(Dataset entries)
────────
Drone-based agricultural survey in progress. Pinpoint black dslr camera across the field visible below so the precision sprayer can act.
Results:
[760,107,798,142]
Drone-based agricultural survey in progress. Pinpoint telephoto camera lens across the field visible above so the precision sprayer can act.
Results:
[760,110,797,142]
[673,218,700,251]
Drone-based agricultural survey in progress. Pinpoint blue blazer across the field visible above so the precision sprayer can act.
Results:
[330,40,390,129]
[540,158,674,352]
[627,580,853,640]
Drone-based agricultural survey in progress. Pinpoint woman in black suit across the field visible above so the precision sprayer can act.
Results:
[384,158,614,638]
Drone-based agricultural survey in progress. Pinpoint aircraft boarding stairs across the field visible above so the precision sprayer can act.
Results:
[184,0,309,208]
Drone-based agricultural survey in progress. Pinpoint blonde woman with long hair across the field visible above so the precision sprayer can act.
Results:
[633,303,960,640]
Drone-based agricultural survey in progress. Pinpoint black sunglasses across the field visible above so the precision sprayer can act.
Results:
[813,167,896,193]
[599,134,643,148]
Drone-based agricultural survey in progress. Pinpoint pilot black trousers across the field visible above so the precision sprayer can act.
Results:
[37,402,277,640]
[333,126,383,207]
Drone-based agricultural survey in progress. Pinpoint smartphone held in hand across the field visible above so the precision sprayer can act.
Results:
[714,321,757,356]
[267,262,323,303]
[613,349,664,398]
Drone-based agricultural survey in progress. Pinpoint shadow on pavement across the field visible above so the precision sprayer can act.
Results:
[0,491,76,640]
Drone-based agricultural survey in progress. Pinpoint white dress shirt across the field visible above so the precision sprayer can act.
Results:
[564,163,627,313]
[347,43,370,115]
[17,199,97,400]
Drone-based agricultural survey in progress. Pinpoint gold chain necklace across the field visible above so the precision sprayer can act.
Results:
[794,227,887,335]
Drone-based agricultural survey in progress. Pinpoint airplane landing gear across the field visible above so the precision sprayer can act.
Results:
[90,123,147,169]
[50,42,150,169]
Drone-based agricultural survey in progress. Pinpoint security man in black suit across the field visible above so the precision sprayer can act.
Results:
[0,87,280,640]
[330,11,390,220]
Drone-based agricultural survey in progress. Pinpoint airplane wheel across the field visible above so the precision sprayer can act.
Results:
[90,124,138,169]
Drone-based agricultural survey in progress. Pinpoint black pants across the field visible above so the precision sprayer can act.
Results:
────────
### Challenge
Rewrite the entries above, putting "spot sprayer" wherever "precision sprayer" occurs and leaving all other text as it is.

### Written solution
Drone-based agricultural survey in progress. Pinpoint black dslr camera across the field visible below so the spot sprayer can act.
Results:
[760,107,798,142]
Drone-based agricultural survey in progress. Pinpoint telephoto camera lens across the field visible above so the spot sprayer can act.
Results:
[760,110,797,142]
[673,218,700,251]
Drone-based agricultural survey in progress. Pinpoint blue blazer across the field visible above so the spot sprayer can act.
Results:
[330,40,390,129]
[540,158,674,352]
[627,580,853,640]
Drone-based agricultural survey in progress. Pinpoint woman in black suit across the field visible above so the spot sprayer can act.
Results:
[384,158,614,638]
Drone-based agricultural survey in progress. Pinpoint aircraft boarding stairs across the field visible above so the spot sprayer can act.
Results:
[184,0,309,208]
Drone-based agricultural survey in progress. Pinpoint blonde woman with long hair across the field visible above so the spot sprayer can act.
Results:
[633,303,960,640]
Drone-based agricultural survey in progress. Pinpoint black sunglasses across the field visible above so the spot sprayer can act.
Results:
[813,167,896,193]
[599,134,643,148]
Drone-based agricultural survey in progress. Pinpoint pilot black trousers across the field visible above so the spot sprayer can act.
Results:
[37,402,277,640]
[333,126,383,207]
Drone-based agricultural survey in progress. Pinpoint smartphone held in hand across the field visible above so the spot sprayer can act.
Results:
[714,321,757,356]
[267,262,323,303]
[613,349,664,398]
Drone-based agricultural survey in progress. Pinpoint shadow on pavement across the field visible above so the spot sprayer can act.
Results:
[0,491,76,640]
Drone-based agricultural survey in progress. Pinpoint white dress shirt across the field visible above so the spot sprayer can act.
Results:
[564,163,627,313]
[347,43,370,115]
[17,199,97,400]
Drone-based agricultural survey in progress. Pinpoint gold chain necklace across the field visible above so the spot sprayer can act.
Results:
[794,227,887,335]
Drone-based agricultural survey in progress. Pinpoint airplane landing gear across the field visible above so the spot sprayer can act.
Results:
[90,123,147,169]
[50,42,150,169]
Drone-based agricultural survey in progress. Pinpoint security man in black suit across the field visible above so the spot sprayer can act.
Results:
[0,87,280,640]
[330,11,390,220]
Drone-based agricultural survey in progress. Pinpoint airplane wheel across the field visible above so the spot sprayer can act.
Results:
[90,124,138,169]
Drone-based agricultural survey in progress. Pinpoint black pants across the field visible above so the spot sprayer can act.
Results:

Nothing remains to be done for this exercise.